◆ **Exercise task**
Copy everything from the line containing "For practice, label the red plow" down to the final line, and keep the requests as they are. Multiply each coordinate in the answers by 0.4, round it to a whole number with halves going up, and leave out the pictures.

◆ **Data supplied**
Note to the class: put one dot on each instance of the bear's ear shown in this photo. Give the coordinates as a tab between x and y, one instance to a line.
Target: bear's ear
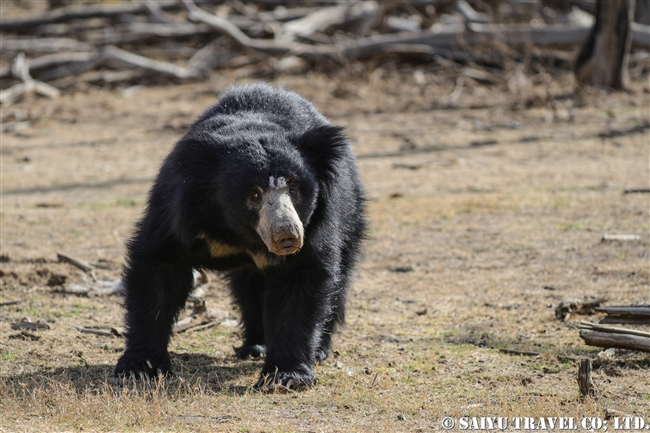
323	147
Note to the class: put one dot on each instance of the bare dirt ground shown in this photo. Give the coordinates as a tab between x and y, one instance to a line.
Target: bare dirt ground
485	214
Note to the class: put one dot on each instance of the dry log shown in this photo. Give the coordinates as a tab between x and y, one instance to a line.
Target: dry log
619	341
318	20
8	303
20	69
585	382
442	37
30	326
603	59
523	34
62	257
79	12
117	57
370	16
42	45
621	238
520	352
51	61
468	13
137	31
637	191
630	315
613	329
94	331
584	305
9	96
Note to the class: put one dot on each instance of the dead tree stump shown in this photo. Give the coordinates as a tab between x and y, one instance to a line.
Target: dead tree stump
584	378
602	61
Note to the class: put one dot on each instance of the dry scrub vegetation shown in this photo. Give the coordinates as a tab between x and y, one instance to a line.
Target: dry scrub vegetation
486	213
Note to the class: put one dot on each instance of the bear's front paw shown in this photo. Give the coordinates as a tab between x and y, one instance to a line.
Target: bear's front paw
143	367
321	354
252	350
285	381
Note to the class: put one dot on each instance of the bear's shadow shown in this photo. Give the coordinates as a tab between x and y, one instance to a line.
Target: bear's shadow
215	374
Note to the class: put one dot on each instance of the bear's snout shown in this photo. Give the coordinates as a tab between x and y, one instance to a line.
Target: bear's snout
286	240
279	225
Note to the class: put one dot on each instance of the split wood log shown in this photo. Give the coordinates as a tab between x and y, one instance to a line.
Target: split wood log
66	258
619	341
316	21
51	61
20	70
629	315
523	34
42	45
136	32
70	13
443	37
114	56
621	238
637	191
577	305
613	329
603	59
469	13
585	382
94	331
29	326
520	352
8	303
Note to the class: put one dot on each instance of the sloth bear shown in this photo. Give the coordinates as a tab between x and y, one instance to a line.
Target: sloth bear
266	189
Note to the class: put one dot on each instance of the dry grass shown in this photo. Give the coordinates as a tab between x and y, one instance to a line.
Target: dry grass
462	246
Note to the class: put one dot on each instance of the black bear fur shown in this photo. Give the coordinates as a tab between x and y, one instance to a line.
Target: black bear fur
204	212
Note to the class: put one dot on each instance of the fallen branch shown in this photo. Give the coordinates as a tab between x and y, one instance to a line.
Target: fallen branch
585	382
42	44
608	336
318	20
115	56
637	191
613	329
619	341
30	326
8	303
79	12
62	257
629	315
621	238
520	352
94	331
442	37
20	70
584	305
136	32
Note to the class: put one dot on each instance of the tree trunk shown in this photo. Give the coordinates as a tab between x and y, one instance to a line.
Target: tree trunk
603	58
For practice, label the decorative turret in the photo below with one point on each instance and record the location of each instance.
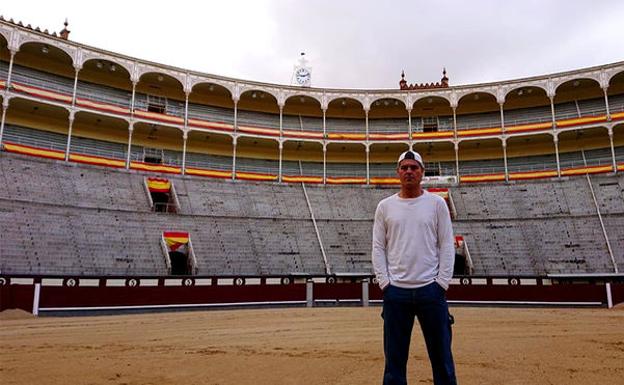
(403, 82)
(444, 79)
(65, 32)
(423, 86)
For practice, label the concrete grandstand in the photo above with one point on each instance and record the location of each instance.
(264, 180)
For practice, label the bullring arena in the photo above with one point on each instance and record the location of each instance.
(235, 218)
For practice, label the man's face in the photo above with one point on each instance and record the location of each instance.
(410, 172)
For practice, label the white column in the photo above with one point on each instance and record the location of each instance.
(234, 140)
(184, 139)
(505, 158)
(409, 126)
(72, 114)
(5, 107)
(71, 125)
(367, 163)
(607, 104)
(612, 149)
(235, 115)
(279, 174)
(130, 130)
(281, 119)
(5, 100)
(133, 99)
(185, 134)
(8, 84)
(324, 163)
(366, 116)
(456, 145)
(556, 141)
(552, 112)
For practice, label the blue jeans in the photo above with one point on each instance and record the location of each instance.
(400, 307)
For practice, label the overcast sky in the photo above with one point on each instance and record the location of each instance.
(349, 43)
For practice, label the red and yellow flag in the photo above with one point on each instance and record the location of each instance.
(443, 192)
(158, 185)
(175, 239)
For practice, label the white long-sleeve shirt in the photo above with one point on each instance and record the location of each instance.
(413, 242)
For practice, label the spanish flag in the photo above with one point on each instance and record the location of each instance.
(158, 185)
(443, 192)
(175, 239)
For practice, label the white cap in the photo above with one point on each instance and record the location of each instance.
(409, 154)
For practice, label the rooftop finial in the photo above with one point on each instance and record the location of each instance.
(65, 32)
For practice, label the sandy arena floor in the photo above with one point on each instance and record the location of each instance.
(330, 346)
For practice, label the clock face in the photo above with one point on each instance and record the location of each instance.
(302, 76)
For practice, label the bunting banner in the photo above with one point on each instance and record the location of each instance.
(301, 179)
(161, 185)
(175, 239)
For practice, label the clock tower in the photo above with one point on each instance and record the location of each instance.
(302, 75)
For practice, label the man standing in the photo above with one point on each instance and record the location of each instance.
(413, 256)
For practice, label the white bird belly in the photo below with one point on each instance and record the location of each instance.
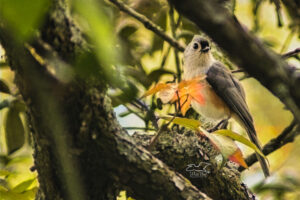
(213, 107)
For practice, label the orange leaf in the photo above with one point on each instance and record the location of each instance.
(168, 93)
(185, 103)
(237, 157)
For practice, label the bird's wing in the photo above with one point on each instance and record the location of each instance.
(230, 91)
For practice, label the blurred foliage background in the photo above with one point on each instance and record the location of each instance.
(141, 59)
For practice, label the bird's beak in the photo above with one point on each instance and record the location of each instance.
(205, 50)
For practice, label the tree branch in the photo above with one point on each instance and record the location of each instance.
(148, 24)
(181, 150)
(263, 64)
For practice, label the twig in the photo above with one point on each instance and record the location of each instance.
(286, 136)
(164, 127)
(148, 24)
(287, 41)
(139, 128)
(278, 12)
(153, 117)
(173, 29)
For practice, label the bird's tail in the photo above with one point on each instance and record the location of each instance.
(263, 162)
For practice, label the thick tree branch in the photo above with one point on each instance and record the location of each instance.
(238, 43)
(183, 150)
(81, 152)
(148, 24)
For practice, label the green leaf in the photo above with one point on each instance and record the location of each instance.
(94, 20)
(23, 17)
(14, 131)
(240, 139)
(4, 172)
(188, 123)
(21, 187)
(5, 103)
(4, 87)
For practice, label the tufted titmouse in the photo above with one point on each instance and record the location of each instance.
(223, 94)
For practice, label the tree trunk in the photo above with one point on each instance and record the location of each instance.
(80, 150)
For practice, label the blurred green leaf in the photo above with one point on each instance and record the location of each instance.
(4, 87)
(157, 43)
(98, 27)
(155, 75)
(4, 172)
(9, 195)
(129, 92)
(5, 103)
(23, 186)
(14, 131)
(23, 17)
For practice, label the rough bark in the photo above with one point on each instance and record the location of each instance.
(81, 152)
(180, 150)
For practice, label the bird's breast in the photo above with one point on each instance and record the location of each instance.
(213, 107)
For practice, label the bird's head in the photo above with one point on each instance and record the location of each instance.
(197, 57)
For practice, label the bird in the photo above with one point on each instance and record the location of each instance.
(223, 94)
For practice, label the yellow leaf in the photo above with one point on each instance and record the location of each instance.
(155, 89)
(240, 139)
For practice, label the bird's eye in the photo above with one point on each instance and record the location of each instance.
(195, 46)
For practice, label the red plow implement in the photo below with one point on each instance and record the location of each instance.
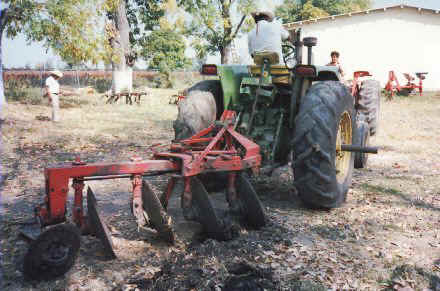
(219, 148)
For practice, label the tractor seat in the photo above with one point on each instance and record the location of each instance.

◆ **Completed exercise**
For practice, label the red plow implement in the photo below with one point on each instance and record the location of each instance.
(88, 59)
For practice, label the tractor seat in the photo above with one point on each instance and record the location of each instance.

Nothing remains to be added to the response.